◆ **Consigne A**
Modifiez les enregistrements en remplaçant « cargo » par « freight », sans rien changer d'autre. Redonnez uniquement les lignes qui vont de celle qui contient « Can you find the tail fin? » jusqu'à la fin des enregistrements, incluse.

◆ **Texte cité**
┄┄┄┄┄┄┄┄┄┄┄┄┄┄┄┄┄┄┄┄
Une pétition nationale circule sur internet depuis le 3 février 2014. Elle a été signée par plusieurs milliers de citoyens. Adressée au Président de la République à l’initiative de l’association La Compagnie du Paysage, et relayée par la SPPEF, elle s’élève contre l’arrachage persistant des arbres et des haies dans la campagne française. Comment justifier aujourd’hui que les haies continuent à régresser en France et, plus généralement, l’insuffisance des replantations d’arbres ?
En milieu urbain et périurbain, l’apport de l’urbanisme végétal est plus que jamais apprécié. Le verdissement des places et des rues, l’aménité des espaces publics et l’aménagement de la biodiversité en ville deviennent des objectifs de plus en plus souvent affichés par les municipalités.
Dans une époque où la vigilance environnementale tend à devenir une forme nouvelle du sentiment patrimonial, le succès rencontré par la pétition contre l’arrachage des arbres et des haies témoigne de l’intérêt que porte l’opinion publique à l’arbre, ce séculaire ami de l’homme dont chacun sait les usages et fonctions et auquel notre sensibilité attribue de nombreux pouvoirs symboliques. L’arbre, ami et allié de l’homme, est aujourd’hui pris dans un contexte paradoxal. Mieux connu, mieux soigné et un peu partout replanté, il reste souvent la victime d’attitudes sociales contradictoires. C’est pourquoi cette pétition a été lancée. Elle est signée par une diversité d’hommes et de femmes soucieux de souligner l’incohérence de ce contexte et attestant de l’urgence d’agir autrement.
┄┄┄┄┄┄┄┄┄┄┄┄┄┄┄┄┄┄┄┄
◆ **Données fournies**

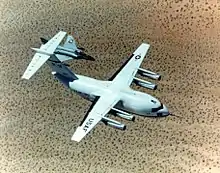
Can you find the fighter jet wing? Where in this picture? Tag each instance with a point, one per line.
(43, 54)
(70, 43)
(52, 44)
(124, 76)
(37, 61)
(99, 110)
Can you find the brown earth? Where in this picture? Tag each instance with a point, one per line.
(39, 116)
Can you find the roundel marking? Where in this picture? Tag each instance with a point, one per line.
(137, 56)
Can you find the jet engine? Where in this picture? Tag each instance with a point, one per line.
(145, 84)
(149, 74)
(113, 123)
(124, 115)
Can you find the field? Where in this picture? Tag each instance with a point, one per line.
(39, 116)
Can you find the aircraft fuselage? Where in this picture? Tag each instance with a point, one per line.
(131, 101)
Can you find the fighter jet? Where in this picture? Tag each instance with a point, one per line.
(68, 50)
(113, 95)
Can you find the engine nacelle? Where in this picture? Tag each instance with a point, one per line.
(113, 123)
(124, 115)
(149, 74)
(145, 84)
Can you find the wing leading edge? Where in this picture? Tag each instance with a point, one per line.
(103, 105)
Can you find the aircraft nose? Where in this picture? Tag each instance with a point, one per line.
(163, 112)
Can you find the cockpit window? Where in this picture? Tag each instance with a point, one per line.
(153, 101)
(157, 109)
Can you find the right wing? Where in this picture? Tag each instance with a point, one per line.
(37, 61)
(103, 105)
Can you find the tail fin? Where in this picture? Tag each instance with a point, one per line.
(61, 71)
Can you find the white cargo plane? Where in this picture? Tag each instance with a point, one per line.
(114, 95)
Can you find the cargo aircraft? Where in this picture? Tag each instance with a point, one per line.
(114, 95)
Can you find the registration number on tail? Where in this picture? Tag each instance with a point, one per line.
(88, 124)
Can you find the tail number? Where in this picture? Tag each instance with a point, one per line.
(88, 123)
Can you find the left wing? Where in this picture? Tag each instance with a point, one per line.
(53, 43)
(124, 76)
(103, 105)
┄┄┄┄┄┄┄┄┄┄┄┄┄┄┄┄┄┄┄┄
◆ **Consigne B**
Dupliquez à l'identique le passage du texte sur l'arrachage des arbres et des haies, depuis « Une pétition nationale » jusqu'à « replantations d’arbres ? » inclus.

◆ **Solution proposée A**
Can you find the tail fin? Where in this picture? Tag each instance with a point, one per line.
(61, 71)
Can you find the white freight plane? Where in this picture? Tag each instance with a point, one per line.
(114, 95)
Can you find the freight aircraft? Where in this picture? Tag each instance with a point, one per line.
(114, 95)
Can you find the registration number on tail? Where in this picture? Tag each instance with a point, one per line.
(88, 124)
Can you find the tail number? Where in this picture? Tag each instance with a point, one per line.
(88, 123)
Can you find the left wing? Where in this picture? Tag each instance with a point, one per line.
(53, 43)
(124, 76)
(103, 105)

◆ **Solution proposée B**
Une pétition nationale circule sur internet depuis le 3 février 2014. Elle a été signée par plusieurs milliers de citoyens. Adressée au Président de la République à l’initiative de l’association La Compagnie du Paysage, et relayée par la SPPEF, elle s’élève contre l’arrachage persistant des arbres et des haies dans la campagne française. Comment justifier aujourd’hui que les haies continuent à régresser en France et, plus généralement, l’insuffisance des replantations d’arbres ?